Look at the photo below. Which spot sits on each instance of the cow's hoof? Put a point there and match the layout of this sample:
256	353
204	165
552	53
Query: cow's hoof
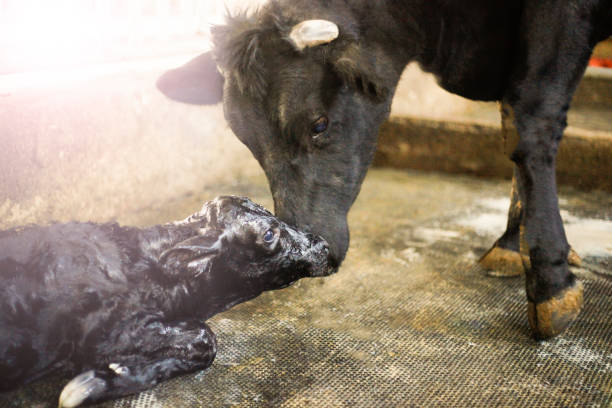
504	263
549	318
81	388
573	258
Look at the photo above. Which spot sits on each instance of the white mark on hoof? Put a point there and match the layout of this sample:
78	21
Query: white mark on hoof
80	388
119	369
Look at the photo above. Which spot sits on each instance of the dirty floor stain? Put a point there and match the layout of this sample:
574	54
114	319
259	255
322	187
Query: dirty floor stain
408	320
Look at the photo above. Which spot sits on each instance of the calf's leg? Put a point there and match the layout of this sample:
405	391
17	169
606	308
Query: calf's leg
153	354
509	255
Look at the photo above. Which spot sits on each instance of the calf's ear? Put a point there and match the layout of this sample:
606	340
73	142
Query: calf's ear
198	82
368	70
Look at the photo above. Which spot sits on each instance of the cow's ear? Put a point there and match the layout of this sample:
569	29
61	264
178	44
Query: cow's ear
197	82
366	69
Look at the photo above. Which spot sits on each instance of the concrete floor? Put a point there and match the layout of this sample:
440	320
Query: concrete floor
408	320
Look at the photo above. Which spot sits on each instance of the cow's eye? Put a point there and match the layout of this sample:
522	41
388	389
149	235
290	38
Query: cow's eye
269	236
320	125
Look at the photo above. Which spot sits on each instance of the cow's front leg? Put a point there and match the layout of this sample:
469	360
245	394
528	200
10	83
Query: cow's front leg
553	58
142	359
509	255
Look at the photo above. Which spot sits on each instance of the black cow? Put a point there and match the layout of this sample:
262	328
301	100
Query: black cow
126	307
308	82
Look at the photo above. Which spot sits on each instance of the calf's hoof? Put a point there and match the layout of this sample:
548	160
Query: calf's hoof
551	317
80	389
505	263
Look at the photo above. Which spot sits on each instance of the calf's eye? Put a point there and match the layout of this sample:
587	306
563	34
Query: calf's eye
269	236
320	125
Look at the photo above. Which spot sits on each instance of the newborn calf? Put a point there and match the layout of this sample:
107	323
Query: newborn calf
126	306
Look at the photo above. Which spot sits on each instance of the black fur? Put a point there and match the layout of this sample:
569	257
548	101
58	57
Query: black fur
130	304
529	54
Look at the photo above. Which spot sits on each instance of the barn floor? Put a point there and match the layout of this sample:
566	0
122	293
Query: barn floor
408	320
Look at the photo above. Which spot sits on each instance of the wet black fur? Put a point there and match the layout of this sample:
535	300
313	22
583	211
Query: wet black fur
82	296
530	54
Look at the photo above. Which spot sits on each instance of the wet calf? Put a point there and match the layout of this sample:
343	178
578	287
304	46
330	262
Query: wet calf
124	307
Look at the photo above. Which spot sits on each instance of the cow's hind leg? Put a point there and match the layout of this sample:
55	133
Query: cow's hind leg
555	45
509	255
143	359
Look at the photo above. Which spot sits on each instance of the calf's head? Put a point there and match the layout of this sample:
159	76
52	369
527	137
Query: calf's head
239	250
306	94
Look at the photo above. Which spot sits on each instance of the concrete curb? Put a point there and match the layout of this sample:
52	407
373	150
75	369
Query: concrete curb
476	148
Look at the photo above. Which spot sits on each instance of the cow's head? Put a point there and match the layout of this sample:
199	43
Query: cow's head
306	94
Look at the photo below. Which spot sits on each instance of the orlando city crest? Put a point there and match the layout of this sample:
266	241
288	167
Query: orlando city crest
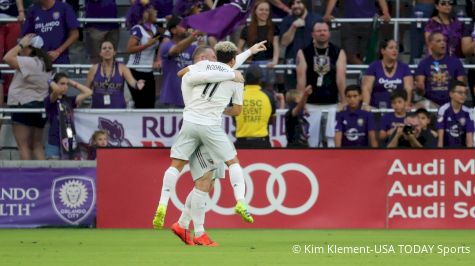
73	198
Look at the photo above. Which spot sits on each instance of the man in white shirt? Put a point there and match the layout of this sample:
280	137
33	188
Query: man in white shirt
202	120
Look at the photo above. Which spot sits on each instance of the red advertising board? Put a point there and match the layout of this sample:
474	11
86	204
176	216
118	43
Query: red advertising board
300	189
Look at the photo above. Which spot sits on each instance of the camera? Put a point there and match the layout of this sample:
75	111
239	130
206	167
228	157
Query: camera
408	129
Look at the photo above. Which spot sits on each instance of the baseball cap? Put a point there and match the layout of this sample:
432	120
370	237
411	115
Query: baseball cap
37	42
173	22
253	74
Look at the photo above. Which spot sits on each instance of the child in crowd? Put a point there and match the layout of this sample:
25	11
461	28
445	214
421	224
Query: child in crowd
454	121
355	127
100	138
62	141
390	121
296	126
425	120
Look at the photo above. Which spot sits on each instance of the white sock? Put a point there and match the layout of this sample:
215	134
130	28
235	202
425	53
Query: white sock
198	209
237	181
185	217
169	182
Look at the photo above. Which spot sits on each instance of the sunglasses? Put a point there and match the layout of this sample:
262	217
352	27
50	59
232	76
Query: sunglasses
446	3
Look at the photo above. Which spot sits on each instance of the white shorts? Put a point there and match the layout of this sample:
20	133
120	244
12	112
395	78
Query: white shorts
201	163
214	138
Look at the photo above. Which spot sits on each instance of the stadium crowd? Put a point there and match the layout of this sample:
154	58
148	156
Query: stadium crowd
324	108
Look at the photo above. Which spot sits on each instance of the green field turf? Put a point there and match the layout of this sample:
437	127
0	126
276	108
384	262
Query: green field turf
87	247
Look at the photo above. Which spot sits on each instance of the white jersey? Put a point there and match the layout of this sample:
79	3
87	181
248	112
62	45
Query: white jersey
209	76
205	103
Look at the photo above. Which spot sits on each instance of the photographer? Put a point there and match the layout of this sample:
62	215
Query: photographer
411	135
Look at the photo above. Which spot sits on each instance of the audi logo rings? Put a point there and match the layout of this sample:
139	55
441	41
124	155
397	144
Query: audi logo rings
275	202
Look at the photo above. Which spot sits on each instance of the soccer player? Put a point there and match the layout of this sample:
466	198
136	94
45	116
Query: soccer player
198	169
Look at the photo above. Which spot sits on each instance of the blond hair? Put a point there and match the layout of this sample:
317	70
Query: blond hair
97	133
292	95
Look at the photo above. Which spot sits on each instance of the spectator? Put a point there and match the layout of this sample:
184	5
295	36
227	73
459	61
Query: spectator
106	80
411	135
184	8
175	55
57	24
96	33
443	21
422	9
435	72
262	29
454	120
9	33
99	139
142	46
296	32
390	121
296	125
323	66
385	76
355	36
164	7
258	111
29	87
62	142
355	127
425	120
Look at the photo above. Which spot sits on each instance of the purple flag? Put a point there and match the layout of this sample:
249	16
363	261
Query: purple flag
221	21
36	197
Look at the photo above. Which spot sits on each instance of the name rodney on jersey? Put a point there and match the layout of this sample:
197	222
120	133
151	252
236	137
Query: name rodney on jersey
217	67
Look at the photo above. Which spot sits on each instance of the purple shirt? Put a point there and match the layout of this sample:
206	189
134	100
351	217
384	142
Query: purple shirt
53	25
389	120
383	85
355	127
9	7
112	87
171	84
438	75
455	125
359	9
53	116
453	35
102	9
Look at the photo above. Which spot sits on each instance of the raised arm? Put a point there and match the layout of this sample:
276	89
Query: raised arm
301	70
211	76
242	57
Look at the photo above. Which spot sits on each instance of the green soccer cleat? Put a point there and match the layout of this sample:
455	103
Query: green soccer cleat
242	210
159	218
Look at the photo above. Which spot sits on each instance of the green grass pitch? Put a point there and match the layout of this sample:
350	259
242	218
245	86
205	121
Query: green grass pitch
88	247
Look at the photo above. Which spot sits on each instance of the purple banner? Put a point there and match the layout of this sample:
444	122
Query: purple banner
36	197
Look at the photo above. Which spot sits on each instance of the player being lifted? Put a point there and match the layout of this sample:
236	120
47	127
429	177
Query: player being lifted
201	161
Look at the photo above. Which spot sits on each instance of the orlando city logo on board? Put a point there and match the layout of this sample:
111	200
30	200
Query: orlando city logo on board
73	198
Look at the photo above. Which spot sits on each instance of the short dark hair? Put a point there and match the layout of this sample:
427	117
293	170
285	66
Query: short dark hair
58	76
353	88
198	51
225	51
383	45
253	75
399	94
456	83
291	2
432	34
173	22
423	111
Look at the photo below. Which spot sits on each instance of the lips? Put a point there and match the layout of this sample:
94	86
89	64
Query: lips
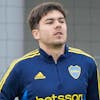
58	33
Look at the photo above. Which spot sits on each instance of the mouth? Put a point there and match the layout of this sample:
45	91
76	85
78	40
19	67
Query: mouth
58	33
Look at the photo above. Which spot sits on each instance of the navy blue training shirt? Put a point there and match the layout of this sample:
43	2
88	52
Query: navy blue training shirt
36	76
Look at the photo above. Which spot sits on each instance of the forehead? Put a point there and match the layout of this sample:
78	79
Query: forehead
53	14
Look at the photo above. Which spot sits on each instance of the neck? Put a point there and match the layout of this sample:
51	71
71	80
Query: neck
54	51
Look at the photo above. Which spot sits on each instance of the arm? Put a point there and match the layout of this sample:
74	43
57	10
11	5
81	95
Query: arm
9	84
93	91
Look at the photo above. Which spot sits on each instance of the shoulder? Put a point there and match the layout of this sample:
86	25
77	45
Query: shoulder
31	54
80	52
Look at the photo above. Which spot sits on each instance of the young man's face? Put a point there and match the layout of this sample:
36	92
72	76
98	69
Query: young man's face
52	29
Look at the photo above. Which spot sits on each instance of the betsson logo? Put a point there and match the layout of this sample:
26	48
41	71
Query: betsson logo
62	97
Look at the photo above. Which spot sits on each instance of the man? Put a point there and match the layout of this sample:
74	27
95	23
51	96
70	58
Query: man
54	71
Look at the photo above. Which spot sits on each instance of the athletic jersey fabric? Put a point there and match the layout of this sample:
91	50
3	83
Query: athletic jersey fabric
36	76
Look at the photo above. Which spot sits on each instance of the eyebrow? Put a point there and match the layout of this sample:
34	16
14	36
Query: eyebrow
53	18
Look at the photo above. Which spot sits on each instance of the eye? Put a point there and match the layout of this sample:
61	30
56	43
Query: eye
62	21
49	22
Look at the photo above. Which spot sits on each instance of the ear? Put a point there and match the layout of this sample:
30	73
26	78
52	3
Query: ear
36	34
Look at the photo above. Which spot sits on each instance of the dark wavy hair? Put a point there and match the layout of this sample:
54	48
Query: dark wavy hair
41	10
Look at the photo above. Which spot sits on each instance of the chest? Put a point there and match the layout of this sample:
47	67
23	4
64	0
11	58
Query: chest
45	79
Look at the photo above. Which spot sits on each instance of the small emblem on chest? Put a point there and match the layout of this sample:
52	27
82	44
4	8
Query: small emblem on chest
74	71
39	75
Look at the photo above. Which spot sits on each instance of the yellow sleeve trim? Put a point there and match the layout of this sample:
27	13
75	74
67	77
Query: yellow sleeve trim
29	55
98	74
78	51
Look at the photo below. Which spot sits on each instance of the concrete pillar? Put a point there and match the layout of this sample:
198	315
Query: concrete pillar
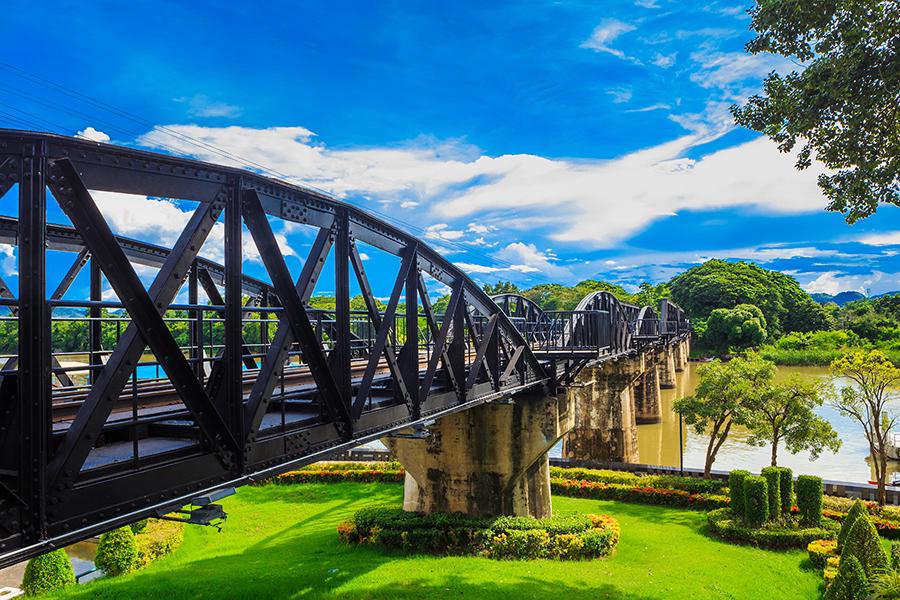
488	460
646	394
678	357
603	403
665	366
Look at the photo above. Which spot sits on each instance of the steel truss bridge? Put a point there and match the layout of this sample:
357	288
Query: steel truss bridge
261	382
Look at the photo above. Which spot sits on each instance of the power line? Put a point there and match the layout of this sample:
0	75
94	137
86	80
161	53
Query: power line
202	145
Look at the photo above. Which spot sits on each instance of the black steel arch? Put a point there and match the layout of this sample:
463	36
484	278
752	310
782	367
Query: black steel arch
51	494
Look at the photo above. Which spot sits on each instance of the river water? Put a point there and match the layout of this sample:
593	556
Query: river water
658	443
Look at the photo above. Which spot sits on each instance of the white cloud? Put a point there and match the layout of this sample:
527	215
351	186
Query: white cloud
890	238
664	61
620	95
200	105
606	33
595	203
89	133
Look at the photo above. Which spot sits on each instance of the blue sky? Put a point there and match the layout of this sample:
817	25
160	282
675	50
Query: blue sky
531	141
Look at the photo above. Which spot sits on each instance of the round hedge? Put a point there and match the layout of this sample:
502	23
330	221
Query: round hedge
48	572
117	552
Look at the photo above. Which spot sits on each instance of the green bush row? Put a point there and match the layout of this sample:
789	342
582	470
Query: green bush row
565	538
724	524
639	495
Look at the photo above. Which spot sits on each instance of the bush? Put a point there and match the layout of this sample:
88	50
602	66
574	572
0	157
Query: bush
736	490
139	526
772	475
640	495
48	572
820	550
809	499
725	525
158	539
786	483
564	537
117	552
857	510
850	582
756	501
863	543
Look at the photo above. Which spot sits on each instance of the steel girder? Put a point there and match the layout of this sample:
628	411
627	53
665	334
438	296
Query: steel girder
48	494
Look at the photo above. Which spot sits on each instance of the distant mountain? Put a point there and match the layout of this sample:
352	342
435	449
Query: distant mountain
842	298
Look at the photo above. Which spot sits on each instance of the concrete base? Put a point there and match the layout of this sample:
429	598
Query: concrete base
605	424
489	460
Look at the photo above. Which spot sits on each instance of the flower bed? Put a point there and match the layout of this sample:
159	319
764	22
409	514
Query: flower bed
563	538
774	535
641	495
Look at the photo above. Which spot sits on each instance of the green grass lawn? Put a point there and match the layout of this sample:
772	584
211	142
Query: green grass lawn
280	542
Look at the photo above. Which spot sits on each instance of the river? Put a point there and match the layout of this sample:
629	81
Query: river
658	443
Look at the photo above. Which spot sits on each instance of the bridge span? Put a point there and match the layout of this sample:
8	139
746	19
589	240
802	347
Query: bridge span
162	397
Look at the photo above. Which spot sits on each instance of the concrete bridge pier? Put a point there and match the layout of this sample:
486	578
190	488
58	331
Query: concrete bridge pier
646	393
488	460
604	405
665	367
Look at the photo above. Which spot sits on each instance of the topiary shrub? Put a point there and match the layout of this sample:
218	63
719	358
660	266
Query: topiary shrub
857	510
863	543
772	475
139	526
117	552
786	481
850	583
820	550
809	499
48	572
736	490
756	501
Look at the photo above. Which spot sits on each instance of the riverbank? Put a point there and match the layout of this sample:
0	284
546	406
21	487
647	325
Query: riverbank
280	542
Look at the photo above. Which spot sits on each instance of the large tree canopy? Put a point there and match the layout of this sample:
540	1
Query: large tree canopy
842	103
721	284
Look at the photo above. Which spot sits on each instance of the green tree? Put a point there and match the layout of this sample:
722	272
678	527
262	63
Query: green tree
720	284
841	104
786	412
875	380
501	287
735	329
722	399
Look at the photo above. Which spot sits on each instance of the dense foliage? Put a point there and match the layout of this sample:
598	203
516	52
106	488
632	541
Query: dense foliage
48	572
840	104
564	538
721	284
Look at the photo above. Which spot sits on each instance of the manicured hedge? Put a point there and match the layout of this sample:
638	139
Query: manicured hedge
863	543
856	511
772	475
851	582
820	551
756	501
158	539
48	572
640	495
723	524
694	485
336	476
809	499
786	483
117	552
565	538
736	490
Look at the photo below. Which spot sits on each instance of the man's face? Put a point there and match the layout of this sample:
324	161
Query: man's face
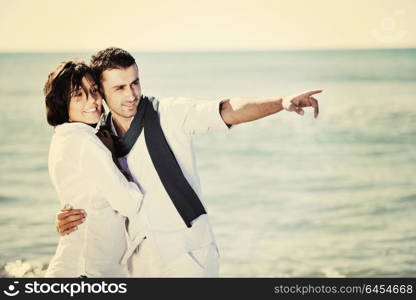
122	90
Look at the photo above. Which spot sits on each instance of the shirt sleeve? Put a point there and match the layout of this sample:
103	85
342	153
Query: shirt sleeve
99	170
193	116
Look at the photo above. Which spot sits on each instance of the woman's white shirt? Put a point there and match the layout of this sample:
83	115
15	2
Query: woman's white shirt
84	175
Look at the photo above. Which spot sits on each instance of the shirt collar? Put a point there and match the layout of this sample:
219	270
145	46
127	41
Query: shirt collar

## [Exercise aim]
What lines in the material above include "collar"? Copy every one of them.

## [The completed task]
Look at the photo above. Which spot sits on each instance of the shirt collar? Put a point there and match the layout of this sample:
Query: shirt collar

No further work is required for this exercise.